-- Description of the task --
Retype all entries exactly, skipping pictures.

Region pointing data
/---
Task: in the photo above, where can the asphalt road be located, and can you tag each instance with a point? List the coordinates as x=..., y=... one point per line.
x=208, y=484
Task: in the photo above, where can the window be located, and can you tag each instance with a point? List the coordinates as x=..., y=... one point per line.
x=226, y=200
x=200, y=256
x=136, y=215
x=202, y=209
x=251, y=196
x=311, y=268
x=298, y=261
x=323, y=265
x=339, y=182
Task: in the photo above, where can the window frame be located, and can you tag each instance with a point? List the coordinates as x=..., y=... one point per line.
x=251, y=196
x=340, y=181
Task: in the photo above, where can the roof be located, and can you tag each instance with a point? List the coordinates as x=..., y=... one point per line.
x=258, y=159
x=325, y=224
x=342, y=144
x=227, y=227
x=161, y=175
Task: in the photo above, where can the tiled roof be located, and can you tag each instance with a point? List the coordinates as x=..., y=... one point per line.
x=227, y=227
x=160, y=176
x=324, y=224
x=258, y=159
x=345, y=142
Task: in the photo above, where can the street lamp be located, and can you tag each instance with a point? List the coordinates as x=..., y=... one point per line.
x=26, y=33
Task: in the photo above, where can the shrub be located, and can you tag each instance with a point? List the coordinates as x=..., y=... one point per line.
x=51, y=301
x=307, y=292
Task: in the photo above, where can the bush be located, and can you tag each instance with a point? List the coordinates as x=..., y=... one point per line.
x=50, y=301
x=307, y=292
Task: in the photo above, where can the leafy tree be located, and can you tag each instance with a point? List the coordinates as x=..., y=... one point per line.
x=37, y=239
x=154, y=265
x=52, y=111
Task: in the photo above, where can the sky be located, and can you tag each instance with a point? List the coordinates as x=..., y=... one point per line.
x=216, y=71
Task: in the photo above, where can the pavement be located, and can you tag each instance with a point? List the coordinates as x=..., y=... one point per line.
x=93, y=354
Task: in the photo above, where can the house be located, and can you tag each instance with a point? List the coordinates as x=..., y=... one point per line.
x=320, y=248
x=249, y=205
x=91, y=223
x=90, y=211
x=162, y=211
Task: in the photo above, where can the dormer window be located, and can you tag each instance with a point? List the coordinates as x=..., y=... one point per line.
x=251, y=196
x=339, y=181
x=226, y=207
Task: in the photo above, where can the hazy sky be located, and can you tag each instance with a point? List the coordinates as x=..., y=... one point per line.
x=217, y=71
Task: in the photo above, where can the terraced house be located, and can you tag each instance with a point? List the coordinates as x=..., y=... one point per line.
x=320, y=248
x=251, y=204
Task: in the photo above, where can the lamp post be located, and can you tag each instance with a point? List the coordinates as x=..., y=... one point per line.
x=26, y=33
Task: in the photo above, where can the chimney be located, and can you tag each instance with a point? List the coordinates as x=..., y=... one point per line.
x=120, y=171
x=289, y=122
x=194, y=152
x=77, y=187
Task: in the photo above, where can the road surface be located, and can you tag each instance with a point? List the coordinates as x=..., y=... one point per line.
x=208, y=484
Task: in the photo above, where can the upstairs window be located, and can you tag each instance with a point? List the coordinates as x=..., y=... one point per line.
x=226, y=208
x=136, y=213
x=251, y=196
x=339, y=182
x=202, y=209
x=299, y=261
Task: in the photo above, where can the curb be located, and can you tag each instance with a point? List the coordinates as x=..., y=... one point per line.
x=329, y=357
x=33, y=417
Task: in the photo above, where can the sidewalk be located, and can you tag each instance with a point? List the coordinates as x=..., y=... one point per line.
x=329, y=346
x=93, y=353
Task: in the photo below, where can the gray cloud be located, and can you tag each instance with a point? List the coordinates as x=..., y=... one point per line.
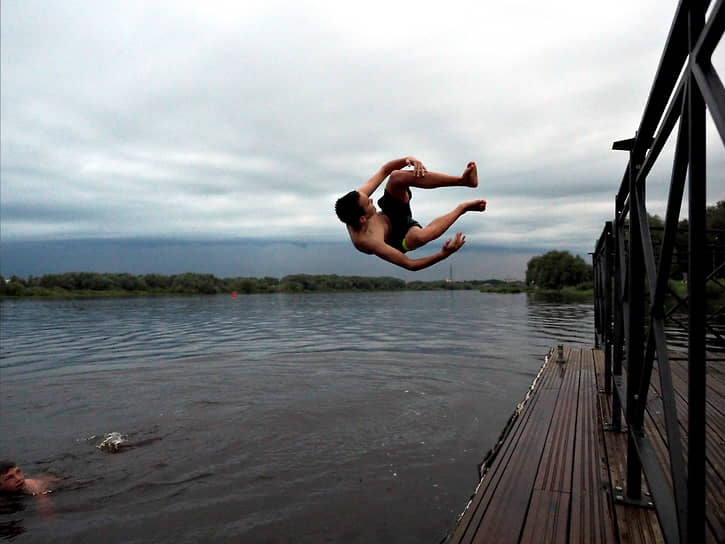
x=240, y=119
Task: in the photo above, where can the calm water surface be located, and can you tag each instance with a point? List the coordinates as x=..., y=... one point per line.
x=356, y=417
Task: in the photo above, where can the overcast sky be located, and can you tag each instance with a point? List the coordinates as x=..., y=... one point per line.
x=235, y=119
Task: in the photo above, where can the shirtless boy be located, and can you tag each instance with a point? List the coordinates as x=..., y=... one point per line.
x=392, y=232
x=12, y=480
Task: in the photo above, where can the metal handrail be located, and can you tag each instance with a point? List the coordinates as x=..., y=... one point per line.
x=629, y=318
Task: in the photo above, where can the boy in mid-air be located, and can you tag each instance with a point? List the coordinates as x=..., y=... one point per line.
x=392, y=232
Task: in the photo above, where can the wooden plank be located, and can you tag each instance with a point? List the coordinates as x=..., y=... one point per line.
x=550, y=501
x=592, y=511
x=507, y=508
x=548, y=517
x=514, y=456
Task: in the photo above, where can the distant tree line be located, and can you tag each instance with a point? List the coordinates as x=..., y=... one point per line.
x=103, y=284
x=558, y=269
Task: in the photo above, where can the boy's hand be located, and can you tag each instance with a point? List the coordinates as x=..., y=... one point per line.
x=418, y=167
x=451, y=247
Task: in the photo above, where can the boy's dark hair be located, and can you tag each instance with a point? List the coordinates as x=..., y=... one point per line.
x=6, y=465
x=348, y=209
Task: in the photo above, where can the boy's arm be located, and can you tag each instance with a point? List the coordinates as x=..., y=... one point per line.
x=396, y=164
x=392, y=255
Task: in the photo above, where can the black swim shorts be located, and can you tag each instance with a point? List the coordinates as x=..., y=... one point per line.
x=401, y=219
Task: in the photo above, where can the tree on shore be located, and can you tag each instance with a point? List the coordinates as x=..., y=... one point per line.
x=557, y=269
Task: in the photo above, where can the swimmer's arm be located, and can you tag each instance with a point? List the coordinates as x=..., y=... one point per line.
x=396, y=164
x=396, y=257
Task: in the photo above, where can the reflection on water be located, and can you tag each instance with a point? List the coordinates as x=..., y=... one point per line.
x=356, y=417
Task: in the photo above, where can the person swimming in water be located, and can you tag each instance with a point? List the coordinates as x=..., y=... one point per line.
x=12, y=480
x=392, y=232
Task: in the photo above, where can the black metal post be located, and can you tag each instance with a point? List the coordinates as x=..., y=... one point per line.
x=696, y=292
x=635, y=341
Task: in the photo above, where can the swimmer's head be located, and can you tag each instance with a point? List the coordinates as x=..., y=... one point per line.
x=348, y=209
x=12, y=478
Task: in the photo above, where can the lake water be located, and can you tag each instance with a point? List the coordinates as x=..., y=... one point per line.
x=350, y=417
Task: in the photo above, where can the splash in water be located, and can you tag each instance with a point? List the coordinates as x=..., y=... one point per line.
x=113, y=442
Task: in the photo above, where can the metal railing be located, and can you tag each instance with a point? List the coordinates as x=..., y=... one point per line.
x=632, y=283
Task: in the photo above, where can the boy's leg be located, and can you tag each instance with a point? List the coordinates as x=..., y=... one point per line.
x=400, y=180
x=418, y=237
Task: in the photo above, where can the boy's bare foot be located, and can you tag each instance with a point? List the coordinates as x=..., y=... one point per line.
x=474, y=206
x=470, y=175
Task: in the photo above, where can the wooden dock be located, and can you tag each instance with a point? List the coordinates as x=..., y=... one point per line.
x=556, y=475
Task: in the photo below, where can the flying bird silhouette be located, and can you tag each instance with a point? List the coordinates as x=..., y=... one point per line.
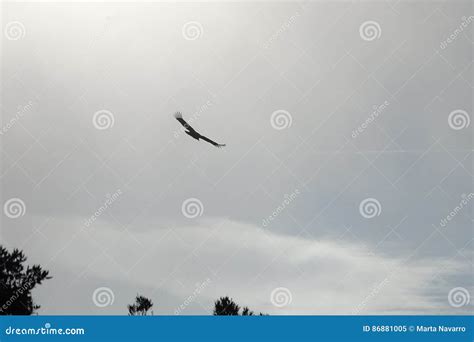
\---
-- Written response --
Task: in the photo above, where can the asphalt road be located, and can you tag each instance with a point? List the coordinates as x=..., y=... one point per line.
x=208, y=484
Task: in the photo above, where can the window be located, and can you tag each instance with a point? List the coordinates as x=..., y=... one point per line.
x=226, y=200
x=200, y=256
x=136, y=215
x=202, y=209
x=251, y=196
x=311, y=268
x=298, y=261
x=323, y=265
x=339, y=182
Task: in the photo above, where can the window frame be located, and can you tag each instance with a point? List the coordinates as x=..., y=... one point per line.
x=251, y=196
x=340, y=181
Task: in the photo above, where can the roof be located, and can you tag each instance with a point? List the coordinates as x=..., y=... one point per line.
x=258, y=159
x=325, y=224
x=342, y=144
x=227, y=227
x=161, y=175
Task: in the photo above, where can the tiled roof be located, and can you tag each instance with a point? List the coordinates as x=..., y=... one point per line.
x=227, y=227
x=160, y=176
x=324, y=224
x=258, y=159
x=345, y=142
Task: in the photo above, where can the street lamp be located, and can you tag each instance with a point? List the coordinates as x=..., y=... one point per line.
x=26, y=33
Task: in the photo above, where can the shrub be located, and can you tag each instance with a point? List the coordinates as x=..., y=... one point per line.
x=51, y=301
x=307, y=292
Task: in the photo above, where can the bush be located, and can you tag each instance with a point? List the coordinates as x=..., y=... one point per line.
x=50, y=301
x=307, y=292
Task: in the photo above, where can the leafy tree be located, and can you tag each instance with a point? List the coordinates as x=..., y=... one point per line.
x=37, y=239
x=154, y=265
x=52, y=111
Task: in the photo above, where can the sky be located, and can you tag each instance with a point? List the coordinates as x=..., y=... one point per line.
x=216, y=71
Task: in the photo above, where can the pavement be located, and can you tag each instance with a point? List the coordinates as x=..., y=... one point per line.
x=93, y=354
Task: in the photo above, where can the house be located, and can you tag each instance with a point? List the coordinates as x=..., y=... one point per line.
x=320, y=248
x=249, y=205
x=91, y=223
x=90, y=211
x=162, y=211
Task: in the photo above, where can the dormer window be located, and can you tag each instance with a point? List the coordinates as x=..., y=... one point per line.
x=251, y=196
x=339, y=181
x=226, y=207
Task: in the photo above, where can the hazy sky be located, and can you tag each instance with a point? List the coordinates as x=..., y=... one point per line.
x=217, y=71
Task: in the photo above, where can the terraced house be located, and can you tag each instance with a point? List the coordinates as x=..., y=... one point per line.
x=320, y=248
x=251, y=204
Task: in the photo above, where can the lamp post be located, and can you tag each instance with a point? List the coordinates as x=..., y=... one point per line.
x=26, y=33
Task: in the photo above, where can the chimney be located, and can you tag each instance with a point? List the coordinates as x=..., y=... one point per line.
x=120, y=171
x=289, y=122
x=194, y=152
x=77, y=187
Task: in the photo above, where can the road surface be located, and can you tag each instance with a point? List the coordinates as x=..., y=... one point per line.
x=208, y=484
Task: in the photo above, where can the upstairs window be located, and can you tag each instance with a point? List the coordinates as x=..., y=... one point per line.
x=226, y=208
x=136, y=213
x=251, y=196
x=339, y=182
x=202, y=209
x=299, y=261
Task: in the photo above, where can the curb be located, and can you tag each instance with a point? List the coordinates as x=..., y=... one point per line.
x=329, y=357
x=33, y=417
Task: in the photo above, where can the sidewalk be located, and can you tag each instance with a point? List the coordinates as x=..., y=... one point per line.
x=329, y=346
x=93, y=353
Task: in the photo below, where can the gray cloud be located, and can you tag each instance with a point? List the coordinates as x=..., y=... one point per line.
x=240, y=119
Task: in the photo above, where can the calm water surface be located, and can you tag each instance with a point? List the coordinates as x=..., y=... one point per line.
x=356, y=417
Task: in the photo above, where can the overcast sky be located, and can you tag each instance with a point? List the coordinates as x=..., y=... one point per line.
x=235, y=119
Task: in the photo above, where can the shirtless boy be located, and can you tag each instance with a point? List the coordinates as x=..., y=... one point per line.
x=392, y=232
x=12, y=480
Task: in the photo above, where can the metal handrail be located, and can you tag each instance with a point? List the coordinates as x=..., y=... one point per line.
x=629, y=318
Task: in the photo above, where can the boy in mid-air be located, and can you tag each instance with a point? List the coordinates as x=..., y=... one point per line.
x=392, y=232
Task: in the photo above, where can the wooden plank be located, and can you tag each instance with a point? List the coordinates as x=..., y=... one point per line.
x=550, y=501
x=592, y=511
x=507, y=508
x=548, y=517
x=514, y=456
Task: in the photo above, where can the distant tree line be located, and can you tag each instance with a point? List the coordinates as x=..., y=... one point per line.
x=103, y=284
x=558, y=269
Task: in the photo above, where can the boy's hand be located, and can you tag each instance with a point? List the coordinates as x=..., y=... one point per line.
x=418, y=167
x=451, y=247
Task: in the photo above, where can the boy's dark hair be located, and can you tag each instance with a point? List the coordinates as x=..., y=... one point per line.
x=6, y=465
x=348, y=209
Task: in the photo above, where can the boy's arm be located, and can you tag each instance with a point? List the coordinates as x=..., y=... one point per line.
x=396, y=164
x=392, y=255
Task: in the photo above, where can the black swim shorts be located, and can you tag each instance with a point? List the coordinates as x=..., y=... one point per line.
x=401, y=219
Task: in the photo above, where can the tree on shore be located, and can you tag each instance with a point? List the coordinates as x=..., y=... one point per line.
x=557, y=269
Task: in the photo above, where can the swimmer's arm be located, and can you tag each instance with a point? List the coordinates as x=..., y=... one point per line.
x=396, y=164
x=396, y=257
Task: in the photo above, where can the reflection on water be located, and can you tag each instance with a point? List the coordinates as x=..., y=... one point per line.
x=356, y=417
Task: in the photo above, where can the person swimming in water be located, and can you tag each instance with a point? List the coordinates as x=..., y=... one point per line.
x=12, y=480
x=392, y=232
Task: in the photo above, where can the black metal post be located, and can you tag each instance with a point? List the coordinates as x=..., y=... one point per line.
x=696, y=292
x=635, y=341
Task: in the photo above, where can the swimmer's head be located, and can you tag each instance with a point? List the coordinates as x=..., y=... one point per line.
x=348, y=209
x=12, y=478
Task: in the photo above, where can the lake water be located, and can you tag each instance with a point? List the coordinates as x=..., y=... one point per line.
x=350, y=417
Task: in the photo above, where can the splash in water be located, and can you tag each instance with a point? List the coordinates as x=..., y=... one point per line.
x=113, y=442
Task: in the photo above, where can the metal railing be located, and can you tag each instance with a point? List the coordinates as x=..., y=... one point per line.
x=632, y=283
Task: in the photo above, where can the boy's leg be located, and can you tag each instance with a point? List the coordinates as x=..., y=... one point per line.
x=400, y=180
x=418, y=237
Task: in the photo above, where can the boy's bare foot be located, and can you tag each instance with a point? List the coordinates as x=..., y=... one point per line.
x=474, y=206
x=470, y=175
Task: in the photo above, where can the wooden dock be located, and can you tag each instance with a point? List the coordinates as x=..., y=... one point per line.
x=556, y=475
Task: in the photo below, where can the flying bird silhouette be located, and can you tag each instance with a point? List the coordinates as x=..., y=... one point per line.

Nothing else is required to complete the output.